Take the lines starting at the one containing "Find the gravel" and ending at the one containing "Return every instance of the gravel", and write them out again with "gravel ballast" swapped for "crushed stone" and nothing else changed. Return only those lines of the items.

**SUPPLIED RECORDS**:
_ _ _ _
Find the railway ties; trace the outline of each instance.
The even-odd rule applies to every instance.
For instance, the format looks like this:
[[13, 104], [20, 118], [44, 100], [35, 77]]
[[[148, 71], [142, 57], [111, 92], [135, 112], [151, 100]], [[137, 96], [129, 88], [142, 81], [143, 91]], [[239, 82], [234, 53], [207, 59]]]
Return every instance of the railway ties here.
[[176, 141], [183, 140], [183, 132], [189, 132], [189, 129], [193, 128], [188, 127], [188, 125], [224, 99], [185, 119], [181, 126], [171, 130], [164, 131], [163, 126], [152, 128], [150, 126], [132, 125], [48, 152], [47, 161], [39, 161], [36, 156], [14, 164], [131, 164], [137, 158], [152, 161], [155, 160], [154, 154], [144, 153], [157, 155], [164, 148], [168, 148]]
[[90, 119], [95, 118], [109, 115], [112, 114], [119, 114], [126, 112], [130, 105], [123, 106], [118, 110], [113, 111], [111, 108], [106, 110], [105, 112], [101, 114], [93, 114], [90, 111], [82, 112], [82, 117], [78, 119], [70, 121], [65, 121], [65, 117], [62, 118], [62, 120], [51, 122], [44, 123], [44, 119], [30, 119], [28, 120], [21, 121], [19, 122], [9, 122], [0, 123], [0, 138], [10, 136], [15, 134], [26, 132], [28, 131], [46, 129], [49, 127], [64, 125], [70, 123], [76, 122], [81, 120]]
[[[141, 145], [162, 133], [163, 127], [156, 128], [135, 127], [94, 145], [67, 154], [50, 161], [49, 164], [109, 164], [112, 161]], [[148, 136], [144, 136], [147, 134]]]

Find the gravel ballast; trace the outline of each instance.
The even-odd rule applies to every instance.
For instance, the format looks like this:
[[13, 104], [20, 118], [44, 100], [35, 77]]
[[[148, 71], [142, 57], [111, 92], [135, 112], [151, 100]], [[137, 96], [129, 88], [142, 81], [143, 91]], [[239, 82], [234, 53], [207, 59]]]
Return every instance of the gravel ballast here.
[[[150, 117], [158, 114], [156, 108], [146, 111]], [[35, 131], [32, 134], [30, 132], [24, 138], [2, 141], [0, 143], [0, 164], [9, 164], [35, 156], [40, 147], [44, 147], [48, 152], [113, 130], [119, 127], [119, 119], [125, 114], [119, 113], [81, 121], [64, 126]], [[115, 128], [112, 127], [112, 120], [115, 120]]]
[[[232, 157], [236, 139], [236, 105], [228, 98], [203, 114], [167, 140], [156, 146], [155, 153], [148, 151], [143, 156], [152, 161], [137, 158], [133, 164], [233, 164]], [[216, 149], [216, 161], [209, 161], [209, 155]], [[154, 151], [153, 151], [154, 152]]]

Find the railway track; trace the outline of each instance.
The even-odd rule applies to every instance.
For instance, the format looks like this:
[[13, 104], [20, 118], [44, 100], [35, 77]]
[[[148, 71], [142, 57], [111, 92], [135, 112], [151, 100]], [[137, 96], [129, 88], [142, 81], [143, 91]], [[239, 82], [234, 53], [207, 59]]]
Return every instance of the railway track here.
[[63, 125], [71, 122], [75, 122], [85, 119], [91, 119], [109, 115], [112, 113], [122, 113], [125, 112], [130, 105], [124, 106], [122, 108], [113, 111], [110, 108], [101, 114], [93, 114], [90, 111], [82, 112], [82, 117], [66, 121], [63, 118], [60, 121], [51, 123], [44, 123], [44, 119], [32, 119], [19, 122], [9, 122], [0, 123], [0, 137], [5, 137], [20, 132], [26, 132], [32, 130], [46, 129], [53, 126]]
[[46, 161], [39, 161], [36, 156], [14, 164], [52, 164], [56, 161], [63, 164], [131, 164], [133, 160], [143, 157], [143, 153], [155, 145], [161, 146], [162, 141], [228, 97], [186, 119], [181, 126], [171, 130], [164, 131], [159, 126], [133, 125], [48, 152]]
_ _ _ _
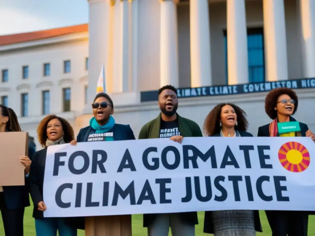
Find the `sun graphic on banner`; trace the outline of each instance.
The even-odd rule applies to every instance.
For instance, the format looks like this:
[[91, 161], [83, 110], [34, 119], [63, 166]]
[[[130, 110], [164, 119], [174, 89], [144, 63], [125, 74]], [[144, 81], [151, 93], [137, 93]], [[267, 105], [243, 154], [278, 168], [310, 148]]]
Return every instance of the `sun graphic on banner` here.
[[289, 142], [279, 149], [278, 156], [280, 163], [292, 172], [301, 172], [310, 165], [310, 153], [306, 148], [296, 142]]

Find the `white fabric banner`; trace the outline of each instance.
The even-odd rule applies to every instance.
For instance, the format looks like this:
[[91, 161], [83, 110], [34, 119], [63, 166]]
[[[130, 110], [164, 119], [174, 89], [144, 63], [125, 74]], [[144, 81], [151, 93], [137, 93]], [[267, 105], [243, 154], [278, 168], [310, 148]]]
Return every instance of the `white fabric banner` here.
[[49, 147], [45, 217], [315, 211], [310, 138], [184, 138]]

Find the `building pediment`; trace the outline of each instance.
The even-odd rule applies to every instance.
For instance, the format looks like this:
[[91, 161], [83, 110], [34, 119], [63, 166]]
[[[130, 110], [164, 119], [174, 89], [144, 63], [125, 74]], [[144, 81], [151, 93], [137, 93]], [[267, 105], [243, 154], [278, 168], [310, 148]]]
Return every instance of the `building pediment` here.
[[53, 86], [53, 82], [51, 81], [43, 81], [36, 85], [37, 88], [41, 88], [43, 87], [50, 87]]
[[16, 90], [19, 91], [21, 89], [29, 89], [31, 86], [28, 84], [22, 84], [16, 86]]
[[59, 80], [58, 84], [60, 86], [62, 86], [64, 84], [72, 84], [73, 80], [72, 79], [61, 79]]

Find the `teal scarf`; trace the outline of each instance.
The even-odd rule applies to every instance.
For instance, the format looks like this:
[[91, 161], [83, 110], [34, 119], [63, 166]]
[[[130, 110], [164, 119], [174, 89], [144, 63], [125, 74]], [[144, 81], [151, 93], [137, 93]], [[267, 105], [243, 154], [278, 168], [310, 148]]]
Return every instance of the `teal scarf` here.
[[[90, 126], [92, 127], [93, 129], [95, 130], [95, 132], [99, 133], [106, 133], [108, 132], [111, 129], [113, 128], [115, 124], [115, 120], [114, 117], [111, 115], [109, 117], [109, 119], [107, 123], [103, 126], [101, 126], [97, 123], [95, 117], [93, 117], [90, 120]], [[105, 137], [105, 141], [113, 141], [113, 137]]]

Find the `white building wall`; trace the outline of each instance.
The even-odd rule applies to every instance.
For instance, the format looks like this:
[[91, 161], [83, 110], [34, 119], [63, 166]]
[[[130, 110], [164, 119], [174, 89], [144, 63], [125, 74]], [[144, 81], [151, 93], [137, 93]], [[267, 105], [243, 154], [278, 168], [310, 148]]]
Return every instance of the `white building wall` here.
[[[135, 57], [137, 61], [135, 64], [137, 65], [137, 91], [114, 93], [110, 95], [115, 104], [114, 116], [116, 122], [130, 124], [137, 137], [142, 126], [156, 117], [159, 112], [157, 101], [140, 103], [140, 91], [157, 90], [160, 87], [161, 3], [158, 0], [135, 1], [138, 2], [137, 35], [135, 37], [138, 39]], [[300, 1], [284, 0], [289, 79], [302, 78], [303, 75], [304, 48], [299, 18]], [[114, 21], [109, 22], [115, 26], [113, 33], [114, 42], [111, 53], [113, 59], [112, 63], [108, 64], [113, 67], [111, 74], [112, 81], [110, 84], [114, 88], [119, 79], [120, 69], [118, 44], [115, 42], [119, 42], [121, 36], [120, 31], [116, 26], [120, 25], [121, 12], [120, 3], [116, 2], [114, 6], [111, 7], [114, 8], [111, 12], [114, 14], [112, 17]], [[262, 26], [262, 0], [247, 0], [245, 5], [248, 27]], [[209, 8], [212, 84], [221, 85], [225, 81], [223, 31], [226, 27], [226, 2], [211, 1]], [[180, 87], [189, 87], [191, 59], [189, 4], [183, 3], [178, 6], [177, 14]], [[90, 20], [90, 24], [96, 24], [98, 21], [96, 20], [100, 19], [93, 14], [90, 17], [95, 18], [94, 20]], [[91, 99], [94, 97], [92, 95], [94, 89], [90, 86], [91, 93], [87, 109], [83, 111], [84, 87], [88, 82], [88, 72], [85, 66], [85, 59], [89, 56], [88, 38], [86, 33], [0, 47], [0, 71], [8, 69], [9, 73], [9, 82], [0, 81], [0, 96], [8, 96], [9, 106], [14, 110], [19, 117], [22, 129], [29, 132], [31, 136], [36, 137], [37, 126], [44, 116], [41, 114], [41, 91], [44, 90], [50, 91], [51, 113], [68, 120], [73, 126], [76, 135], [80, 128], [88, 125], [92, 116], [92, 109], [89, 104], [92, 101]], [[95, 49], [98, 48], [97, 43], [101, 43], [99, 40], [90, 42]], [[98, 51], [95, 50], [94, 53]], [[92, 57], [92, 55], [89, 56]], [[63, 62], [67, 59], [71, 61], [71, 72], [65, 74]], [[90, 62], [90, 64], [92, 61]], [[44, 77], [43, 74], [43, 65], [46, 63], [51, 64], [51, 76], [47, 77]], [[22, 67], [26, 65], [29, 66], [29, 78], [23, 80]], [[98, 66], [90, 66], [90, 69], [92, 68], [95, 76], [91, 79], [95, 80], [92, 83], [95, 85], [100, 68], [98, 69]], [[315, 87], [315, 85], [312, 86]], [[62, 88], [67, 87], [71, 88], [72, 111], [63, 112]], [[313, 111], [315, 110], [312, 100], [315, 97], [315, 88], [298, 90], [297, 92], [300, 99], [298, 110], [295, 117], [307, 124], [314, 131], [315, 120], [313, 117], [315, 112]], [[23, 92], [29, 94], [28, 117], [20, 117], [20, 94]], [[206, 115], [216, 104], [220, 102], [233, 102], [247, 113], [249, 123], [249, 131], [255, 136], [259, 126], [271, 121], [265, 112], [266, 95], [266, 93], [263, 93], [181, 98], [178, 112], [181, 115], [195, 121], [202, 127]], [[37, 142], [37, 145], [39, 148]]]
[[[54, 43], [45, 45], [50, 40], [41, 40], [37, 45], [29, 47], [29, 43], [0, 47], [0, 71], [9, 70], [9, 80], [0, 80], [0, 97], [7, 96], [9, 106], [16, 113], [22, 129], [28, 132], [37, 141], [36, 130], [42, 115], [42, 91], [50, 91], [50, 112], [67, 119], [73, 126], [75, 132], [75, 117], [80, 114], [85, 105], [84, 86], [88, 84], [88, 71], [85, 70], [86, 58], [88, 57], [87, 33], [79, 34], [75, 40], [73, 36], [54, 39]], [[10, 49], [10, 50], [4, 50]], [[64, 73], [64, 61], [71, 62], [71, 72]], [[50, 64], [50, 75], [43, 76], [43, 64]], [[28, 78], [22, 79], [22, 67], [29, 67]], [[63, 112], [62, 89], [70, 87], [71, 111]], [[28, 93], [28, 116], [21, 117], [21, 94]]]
_ _ _ _
**FINISHED ANSWER**:
Find the crushed stone; trace the outline of each instance.
The even-odd rule applies to every instance.
For instance, the format looks like this:
[[13, 104], [20, 118], [44, 100], [35, 77]]
[[[148, 71], [142, 57], [111, 92], [135, 112], [151, 100]], [[137, 96], [129, 88], [142, 81], [143, 91]], [[239, 82], [234, 53], [207, 59]]]
Return every instance of the crushed stone here.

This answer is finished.